WHAT IS EXPECTED. What are the lines, copied exactly, from the one containing "bird's wing, imagine" through the last line of the records below, both included?

RECORDS FOR THIS TASK.
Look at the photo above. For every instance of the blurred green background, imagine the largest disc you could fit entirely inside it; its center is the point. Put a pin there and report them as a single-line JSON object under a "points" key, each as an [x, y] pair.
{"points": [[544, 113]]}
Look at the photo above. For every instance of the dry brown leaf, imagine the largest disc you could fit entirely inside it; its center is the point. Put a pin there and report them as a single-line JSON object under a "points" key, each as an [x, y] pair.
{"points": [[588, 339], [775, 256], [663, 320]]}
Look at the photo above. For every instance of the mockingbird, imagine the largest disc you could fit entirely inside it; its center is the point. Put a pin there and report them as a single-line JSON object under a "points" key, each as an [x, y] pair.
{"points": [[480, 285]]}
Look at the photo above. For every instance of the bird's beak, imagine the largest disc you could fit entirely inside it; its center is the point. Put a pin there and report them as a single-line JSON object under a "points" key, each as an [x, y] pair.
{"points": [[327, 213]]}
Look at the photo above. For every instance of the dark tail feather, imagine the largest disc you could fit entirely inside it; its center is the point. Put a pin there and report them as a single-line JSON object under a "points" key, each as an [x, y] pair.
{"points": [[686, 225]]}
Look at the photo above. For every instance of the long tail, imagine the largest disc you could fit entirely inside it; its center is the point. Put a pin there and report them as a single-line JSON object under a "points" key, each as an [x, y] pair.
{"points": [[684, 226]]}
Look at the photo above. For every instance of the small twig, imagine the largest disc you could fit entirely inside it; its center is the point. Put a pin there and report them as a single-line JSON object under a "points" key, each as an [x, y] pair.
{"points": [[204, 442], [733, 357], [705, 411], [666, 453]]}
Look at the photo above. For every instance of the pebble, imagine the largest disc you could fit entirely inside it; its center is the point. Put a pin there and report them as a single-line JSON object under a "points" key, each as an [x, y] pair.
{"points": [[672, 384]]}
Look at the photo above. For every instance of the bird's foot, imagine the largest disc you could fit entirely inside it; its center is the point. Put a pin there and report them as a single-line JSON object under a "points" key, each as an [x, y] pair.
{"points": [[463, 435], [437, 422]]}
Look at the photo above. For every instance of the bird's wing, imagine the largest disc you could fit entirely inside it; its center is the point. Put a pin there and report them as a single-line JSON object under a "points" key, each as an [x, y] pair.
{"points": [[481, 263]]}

SOLUTION FOR THIS PROBLEM.
Look at the photo above. For every instance of the bird's wing, imagine the largest disc you could fit entirely inside it; its center is the point. Put a pin there and report them as a single-line JSON object under a "points" key, each as an [x, y] pair.
{"points": [[481, 263]]}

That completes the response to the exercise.